++++ Data for review
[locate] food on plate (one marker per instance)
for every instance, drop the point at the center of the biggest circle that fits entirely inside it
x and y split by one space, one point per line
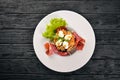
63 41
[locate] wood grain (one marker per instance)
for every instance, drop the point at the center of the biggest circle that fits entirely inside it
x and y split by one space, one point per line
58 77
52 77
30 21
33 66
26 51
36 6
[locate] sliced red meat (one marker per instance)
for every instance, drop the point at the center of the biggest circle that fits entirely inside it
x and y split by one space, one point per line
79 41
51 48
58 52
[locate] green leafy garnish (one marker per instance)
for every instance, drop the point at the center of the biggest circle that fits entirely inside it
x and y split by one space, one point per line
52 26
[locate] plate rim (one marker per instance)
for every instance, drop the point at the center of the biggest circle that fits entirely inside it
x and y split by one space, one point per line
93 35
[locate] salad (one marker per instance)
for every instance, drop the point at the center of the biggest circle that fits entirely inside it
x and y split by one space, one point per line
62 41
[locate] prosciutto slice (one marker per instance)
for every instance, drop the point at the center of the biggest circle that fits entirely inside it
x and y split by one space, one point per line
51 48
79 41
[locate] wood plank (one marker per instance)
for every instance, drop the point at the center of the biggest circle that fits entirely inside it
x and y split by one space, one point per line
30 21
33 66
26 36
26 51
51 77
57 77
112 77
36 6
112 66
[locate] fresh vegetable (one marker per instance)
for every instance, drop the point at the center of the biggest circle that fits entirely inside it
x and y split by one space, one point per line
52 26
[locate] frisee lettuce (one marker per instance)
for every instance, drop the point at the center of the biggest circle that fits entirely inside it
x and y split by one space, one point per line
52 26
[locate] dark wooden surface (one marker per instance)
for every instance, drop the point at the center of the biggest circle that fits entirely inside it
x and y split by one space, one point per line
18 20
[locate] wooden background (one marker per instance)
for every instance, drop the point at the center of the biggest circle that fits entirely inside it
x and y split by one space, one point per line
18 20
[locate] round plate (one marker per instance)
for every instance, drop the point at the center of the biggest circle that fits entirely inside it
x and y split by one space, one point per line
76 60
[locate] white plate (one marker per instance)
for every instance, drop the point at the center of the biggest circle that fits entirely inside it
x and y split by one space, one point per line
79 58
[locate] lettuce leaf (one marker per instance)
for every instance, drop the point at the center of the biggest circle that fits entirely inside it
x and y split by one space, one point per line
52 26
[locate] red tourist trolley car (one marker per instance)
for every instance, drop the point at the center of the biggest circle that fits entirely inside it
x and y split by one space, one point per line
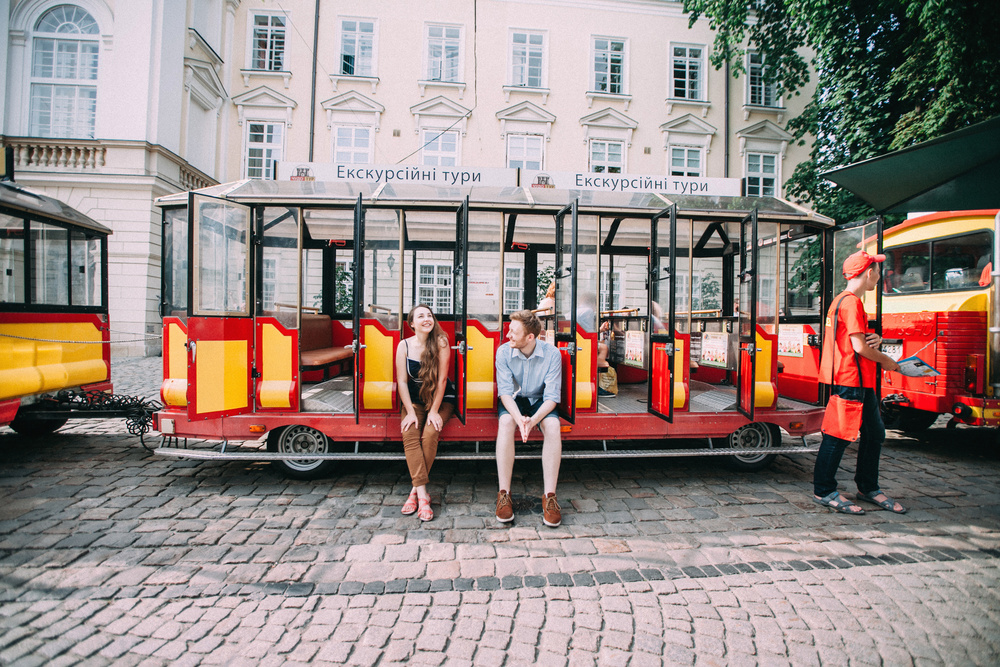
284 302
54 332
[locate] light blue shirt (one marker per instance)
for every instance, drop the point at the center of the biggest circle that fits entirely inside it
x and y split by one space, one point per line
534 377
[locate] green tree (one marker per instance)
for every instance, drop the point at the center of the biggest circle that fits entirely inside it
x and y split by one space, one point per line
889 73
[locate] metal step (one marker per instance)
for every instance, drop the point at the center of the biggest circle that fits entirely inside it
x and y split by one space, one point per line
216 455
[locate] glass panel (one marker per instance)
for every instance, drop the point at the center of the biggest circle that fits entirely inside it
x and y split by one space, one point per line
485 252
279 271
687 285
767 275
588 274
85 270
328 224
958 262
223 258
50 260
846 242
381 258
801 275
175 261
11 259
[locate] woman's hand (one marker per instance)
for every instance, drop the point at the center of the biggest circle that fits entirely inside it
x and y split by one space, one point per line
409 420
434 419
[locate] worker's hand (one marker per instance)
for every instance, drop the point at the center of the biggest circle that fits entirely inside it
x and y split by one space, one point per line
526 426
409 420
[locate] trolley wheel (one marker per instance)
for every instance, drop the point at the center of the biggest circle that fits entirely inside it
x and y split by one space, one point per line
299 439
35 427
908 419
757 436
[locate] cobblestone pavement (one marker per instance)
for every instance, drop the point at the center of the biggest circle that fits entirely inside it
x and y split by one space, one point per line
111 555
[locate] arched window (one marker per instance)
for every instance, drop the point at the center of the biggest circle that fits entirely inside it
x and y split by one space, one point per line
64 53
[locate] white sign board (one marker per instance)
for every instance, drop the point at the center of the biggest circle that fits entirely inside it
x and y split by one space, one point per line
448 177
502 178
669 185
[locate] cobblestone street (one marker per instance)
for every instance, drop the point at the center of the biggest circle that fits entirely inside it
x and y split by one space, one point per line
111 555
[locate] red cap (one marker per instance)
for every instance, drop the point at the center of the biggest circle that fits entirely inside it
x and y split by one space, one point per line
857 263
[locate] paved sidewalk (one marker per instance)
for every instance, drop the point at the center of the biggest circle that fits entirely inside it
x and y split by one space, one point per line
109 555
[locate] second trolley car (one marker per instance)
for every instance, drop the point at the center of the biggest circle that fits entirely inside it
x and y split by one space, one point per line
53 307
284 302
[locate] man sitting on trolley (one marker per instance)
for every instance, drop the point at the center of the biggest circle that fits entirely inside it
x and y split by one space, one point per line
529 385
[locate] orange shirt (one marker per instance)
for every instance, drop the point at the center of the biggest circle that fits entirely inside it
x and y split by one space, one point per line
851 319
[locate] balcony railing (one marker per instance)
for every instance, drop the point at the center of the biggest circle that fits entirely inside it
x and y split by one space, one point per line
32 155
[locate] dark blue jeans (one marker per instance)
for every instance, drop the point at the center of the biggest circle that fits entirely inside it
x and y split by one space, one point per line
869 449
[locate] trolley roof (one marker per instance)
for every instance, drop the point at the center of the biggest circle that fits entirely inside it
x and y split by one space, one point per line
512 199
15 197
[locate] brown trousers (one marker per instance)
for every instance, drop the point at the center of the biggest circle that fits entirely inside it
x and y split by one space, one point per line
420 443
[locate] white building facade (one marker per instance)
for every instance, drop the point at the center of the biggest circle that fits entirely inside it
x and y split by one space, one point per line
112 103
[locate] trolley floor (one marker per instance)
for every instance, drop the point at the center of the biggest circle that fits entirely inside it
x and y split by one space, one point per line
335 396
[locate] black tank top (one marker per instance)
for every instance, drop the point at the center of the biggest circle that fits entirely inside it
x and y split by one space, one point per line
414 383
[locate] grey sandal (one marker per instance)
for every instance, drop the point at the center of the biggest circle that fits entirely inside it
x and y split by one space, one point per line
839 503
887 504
++++++++
_Aim of the exercise_
Print exactly the lines from the first line of the records above through the line containing "[locate] fresh vegetable", leaving out the pictures.

_Finished task_
[locate] food on plate (one marker per instance)
for every instance, drop the point at the center of the biggest circle that fits entirely inside it
x and y split by one space, one point per line
63 41
[locate] wood grain (one marker per instance)
for every instance, drop the point at the center of the biggest circle that fits entirely inside it
x and y split by one space, one point per line
58 77
52 77
30 21
33 66
26 51
36 6
[locate] sliced red meat (one marker per instance)
for every instance, drop the point at the center of the biggest circle that fits entirely inside it
x and y split by one space, one point per line
79 41
51 48
58 52
[locate] green leafy garnish (one marker per instance)
for every instance, drop the point at the center of the biggest circle that fits entirely inside it
x and y split by one space, one point per line
52 26
[locate] plate rim (one marker per instance)
for every instance, drop the point at the center of the biggest circle that fits entirely inside it
x and y split by one space, one point per line
93 35
[locate] salad (one marker per instance)
for every instance, drop the point at the center of the biggest circle that fits entirely inside it
x and y split by one space, one point per line
62 41
[locate] prosciutto slice (one marker per instance)
for every instance, drop the point at the center of the biggest circle that fits entirely inside it
x and y split by one space, one point per line
51 48
79 41
[locate] wood plank (one marker per instance)
for every instance, drop the point at the center of the biggest circle that fits entirely inside it
x and y split by one space, one point per line
30 21
33 66
26 36
26 51
51 77
57 77
112 77
36 6
112 66
[locate] fresh vegetable (one marker per instance)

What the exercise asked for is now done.